§ **PROBLEM REQUIREMENTS**: Copy out the items below, replacing every occurrence of "one pair per line" with "each pair on its own line" and leaving everything else unchanged.
····················
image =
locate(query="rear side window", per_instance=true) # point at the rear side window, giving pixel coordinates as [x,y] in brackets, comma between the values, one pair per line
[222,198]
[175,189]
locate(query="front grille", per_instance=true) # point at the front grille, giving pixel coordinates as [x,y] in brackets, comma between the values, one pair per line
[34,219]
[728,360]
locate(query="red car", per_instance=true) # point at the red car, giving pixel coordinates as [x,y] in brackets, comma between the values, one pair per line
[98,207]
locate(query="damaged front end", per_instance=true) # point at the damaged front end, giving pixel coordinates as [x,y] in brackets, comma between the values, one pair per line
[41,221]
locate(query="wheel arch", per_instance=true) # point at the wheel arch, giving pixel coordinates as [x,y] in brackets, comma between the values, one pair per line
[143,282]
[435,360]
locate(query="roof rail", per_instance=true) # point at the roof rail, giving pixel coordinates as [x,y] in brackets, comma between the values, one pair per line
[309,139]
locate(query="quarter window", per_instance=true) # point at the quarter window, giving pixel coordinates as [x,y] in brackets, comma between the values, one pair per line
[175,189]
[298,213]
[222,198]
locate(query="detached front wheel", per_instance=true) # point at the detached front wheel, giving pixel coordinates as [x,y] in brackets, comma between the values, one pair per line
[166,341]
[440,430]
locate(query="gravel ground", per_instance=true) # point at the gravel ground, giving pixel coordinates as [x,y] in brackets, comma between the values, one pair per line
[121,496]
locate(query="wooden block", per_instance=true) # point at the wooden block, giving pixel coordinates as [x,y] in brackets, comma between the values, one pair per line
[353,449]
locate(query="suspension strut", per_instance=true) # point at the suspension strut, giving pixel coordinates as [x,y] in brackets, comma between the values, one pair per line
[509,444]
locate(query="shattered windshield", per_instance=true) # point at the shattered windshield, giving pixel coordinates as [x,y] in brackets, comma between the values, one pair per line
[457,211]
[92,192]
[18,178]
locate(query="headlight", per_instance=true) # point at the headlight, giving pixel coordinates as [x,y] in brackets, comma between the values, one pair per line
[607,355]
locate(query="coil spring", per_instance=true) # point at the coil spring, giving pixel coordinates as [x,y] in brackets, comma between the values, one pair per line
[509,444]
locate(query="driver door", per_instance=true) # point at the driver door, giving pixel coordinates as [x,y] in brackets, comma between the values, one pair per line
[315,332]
····················
§ **WRITTEN RESPONSE**:
image =
locate(query="rear side window", per_instance=true) # point at the rear side window, giving pixel coordinates as [x,y] in brackets, comma between the values, each pair on its own line
[222,198]
[175,189]
locate(query="front grille", per_instance=true) # point at the front grille, giving pixel coordinates as [x,y] in brackets, comma between the values, each pair on its own line
[34,219]
[728,360]
locate(query="red car", per_instance=true) # point at the red car, giving pixel coordinates as [x,y] in brackets, comma between the values, each pair on its own line
[98,207]
locate(query="damaged front end", per_instance=true) # point at the damaged front end, giving pixel coordinates as [x,y] in brackets, comma between the values, each pair on its own line
[41,221]
locate(query="wheel arch", per_instance=true) # point at the wheel arch, giving pixel coordinates as [x,y] in brackets, comma between the values, each pair on its own line
[143,282]
[435,360]
locate(query="roof rail", per_instance=true) # point at the roof rail, giving pixel coordinates as [x,y] in brackets, comma between the values, each pair on its own line
[309,139]
locate(query="quarter window", per_instance=true) # point at the quarter window, giving pixel coordinates as [x,y] in brackets, comma between the values, each pair on its own line
[175,189]
[298,213]
[222,198]
locate(query="detached front wheel", per_instance=true) # point at the detached front wheel, giving pixel coordinates as [x,y] in brackets, comma between the values, each pair on its own line
[166,341]
[440,430]
locate(query="gravel ground", per_instance=true) # point at the gravel ground, giving pixel coordinates as [x,y] in brackets, comma between the values, each pair on its own line
[121,496]
locate(query="wooden block", per_instance=true) # point at the wooden block, giving pixel coordinates as [x,y] in brackets, comma between the values, each pair on its own line
[353,449]
locate(query="suspension strut", per_instance=true) # point at the suspension strut, giving pixel coordinates as [x,y] in brackets, comma between the values, each pair on its own line
[509,444]
locate(query="shattered windshield", per_instance=true) # point at the shattered windshield, giving pixel coordinates as [x,y] in brackets, comma between the values, each pair on its own line
[457,211]
[92,192]
[18,178]
locate(query="headlight", per_instance=true) # point at the headlight, giving pixel coordinates as [x,y] in brackets, comma between the values, each pair on its own line
[607,355]
locate(query="coil spring", per_instance=true) # point at the coil spring, giving pixel coordinates as [x,y] in brackets, comma between the values, each pair on its own line
[509,444]
locate(query="driver door", per_instance=true) # point at the driver door, giving pixel coordinates as [x,y] in brackets, comma between the values, each pair on its own line
[315,332]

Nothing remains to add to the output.